#### TASK MATERIAL

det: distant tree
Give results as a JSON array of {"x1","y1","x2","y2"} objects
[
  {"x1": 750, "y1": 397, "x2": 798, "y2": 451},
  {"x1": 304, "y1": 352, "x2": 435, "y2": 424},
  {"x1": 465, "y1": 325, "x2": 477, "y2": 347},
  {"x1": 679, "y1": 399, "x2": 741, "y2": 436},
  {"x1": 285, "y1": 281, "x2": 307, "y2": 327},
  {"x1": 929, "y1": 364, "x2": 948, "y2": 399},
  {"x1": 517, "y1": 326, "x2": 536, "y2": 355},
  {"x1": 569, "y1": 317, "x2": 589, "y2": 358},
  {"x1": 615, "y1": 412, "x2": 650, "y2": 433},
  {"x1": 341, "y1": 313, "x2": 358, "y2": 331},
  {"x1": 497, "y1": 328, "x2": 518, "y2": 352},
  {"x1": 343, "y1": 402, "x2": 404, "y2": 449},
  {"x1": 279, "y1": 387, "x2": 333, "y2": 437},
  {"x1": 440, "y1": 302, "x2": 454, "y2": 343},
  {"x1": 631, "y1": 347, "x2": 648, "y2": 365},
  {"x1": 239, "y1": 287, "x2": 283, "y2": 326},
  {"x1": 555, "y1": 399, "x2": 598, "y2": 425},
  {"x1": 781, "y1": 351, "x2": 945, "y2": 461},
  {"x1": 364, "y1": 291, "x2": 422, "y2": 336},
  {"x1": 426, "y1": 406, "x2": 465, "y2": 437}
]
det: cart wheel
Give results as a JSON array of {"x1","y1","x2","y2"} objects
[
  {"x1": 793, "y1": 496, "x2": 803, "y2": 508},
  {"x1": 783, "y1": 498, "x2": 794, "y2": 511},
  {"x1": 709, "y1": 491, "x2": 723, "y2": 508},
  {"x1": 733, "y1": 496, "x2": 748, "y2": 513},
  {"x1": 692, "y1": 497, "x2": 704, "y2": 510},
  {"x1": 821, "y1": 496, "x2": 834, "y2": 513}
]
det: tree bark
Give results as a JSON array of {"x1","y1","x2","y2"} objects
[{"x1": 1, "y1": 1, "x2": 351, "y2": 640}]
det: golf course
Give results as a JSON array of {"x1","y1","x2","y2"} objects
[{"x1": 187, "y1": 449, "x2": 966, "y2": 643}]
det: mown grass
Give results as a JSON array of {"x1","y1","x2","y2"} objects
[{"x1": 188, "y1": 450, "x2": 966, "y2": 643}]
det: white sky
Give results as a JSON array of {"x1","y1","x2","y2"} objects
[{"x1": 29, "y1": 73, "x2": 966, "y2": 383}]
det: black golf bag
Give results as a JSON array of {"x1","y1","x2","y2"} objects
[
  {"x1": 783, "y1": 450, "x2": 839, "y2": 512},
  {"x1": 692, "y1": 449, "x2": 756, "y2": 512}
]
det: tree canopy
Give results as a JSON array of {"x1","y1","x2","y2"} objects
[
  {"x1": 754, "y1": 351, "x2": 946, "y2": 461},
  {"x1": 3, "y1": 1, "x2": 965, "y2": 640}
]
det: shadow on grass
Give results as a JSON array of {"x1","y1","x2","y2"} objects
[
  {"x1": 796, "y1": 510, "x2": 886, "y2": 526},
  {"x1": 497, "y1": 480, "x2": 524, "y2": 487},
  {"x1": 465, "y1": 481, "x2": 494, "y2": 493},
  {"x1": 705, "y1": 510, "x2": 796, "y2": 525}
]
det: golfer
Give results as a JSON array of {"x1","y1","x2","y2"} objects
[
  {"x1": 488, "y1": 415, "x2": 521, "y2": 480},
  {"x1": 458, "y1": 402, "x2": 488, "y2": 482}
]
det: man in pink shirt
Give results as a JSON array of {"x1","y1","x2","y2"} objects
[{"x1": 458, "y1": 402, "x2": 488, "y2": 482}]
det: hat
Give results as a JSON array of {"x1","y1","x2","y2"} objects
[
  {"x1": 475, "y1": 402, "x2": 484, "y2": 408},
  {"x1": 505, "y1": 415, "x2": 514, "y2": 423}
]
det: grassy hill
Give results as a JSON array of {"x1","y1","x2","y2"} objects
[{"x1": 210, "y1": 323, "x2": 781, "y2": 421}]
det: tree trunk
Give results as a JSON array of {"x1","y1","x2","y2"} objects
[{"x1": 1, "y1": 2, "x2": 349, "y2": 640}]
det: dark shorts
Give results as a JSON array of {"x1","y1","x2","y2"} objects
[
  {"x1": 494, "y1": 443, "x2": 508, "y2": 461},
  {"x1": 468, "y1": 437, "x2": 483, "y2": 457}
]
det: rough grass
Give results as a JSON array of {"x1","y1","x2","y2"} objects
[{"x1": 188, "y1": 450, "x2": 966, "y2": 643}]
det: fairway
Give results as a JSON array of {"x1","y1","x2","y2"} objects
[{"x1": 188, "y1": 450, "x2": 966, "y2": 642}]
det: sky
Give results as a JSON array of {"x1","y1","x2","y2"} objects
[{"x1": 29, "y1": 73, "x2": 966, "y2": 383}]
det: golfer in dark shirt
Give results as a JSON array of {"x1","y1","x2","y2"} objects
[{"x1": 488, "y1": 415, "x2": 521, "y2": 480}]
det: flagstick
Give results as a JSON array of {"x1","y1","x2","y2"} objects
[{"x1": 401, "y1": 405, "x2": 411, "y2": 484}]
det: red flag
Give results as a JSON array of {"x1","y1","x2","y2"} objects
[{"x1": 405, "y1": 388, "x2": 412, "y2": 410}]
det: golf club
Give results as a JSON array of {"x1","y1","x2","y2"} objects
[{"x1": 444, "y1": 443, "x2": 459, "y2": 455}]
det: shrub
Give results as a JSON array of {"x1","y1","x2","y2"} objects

########

Whenever a line in the data holds "tree", copy that line.

» FINISHED EXERCISE
det: distant tree
det: tree bark
det: tree canopy
det: tree trunk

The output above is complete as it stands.